* _What this task involves_
Copy each line of the entries below that contains the string "Segment".

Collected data
# # # #
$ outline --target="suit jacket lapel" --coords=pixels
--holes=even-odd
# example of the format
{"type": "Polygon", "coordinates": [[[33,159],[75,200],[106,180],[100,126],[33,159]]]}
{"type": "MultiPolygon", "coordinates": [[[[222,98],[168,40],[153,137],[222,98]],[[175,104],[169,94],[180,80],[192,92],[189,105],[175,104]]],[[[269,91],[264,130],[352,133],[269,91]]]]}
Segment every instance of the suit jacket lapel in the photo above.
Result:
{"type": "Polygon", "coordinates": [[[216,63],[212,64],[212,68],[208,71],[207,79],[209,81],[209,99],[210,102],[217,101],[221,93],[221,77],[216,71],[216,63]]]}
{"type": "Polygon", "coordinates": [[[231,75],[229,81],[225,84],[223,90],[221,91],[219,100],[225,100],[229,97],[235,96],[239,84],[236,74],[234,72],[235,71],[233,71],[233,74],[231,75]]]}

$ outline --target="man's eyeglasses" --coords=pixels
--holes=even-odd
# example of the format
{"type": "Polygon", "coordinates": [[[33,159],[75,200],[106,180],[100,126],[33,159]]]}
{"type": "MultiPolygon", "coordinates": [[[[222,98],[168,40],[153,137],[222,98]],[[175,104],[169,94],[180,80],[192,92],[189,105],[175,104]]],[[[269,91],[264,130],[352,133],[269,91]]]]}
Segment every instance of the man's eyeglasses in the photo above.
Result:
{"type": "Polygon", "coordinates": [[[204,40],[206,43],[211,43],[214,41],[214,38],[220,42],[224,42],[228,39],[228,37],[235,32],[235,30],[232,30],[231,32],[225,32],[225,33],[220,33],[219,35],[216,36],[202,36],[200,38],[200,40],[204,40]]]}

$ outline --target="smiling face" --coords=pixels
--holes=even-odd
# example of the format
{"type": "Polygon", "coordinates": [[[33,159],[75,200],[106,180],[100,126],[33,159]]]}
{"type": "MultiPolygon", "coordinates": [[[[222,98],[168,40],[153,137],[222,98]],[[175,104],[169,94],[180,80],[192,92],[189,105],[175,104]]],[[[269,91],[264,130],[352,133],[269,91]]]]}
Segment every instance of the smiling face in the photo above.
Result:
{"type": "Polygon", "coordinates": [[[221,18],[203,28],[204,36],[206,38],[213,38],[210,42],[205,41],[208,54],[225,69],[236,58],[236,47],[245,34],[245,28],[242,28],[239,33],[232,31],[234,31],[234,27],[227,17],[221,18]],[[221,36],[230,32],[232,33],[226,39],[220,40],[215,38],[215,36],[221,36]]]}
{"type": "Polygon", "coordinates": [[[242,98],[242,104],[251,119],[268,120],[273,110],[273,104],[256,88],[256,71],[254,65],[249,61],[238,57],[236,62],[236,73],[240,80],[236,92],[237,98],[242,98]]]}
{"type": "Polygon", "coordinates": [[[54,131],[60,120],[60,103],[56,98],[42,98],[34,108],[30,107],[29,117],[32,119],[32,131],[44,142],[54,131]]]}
# # # #
* _Written answer_
Segment every instance of the suit jacket lapel in the photo above.
Segment every instance of the man's eyeglasses in the photo above.
Segment every instance of the smiling face in the photo above.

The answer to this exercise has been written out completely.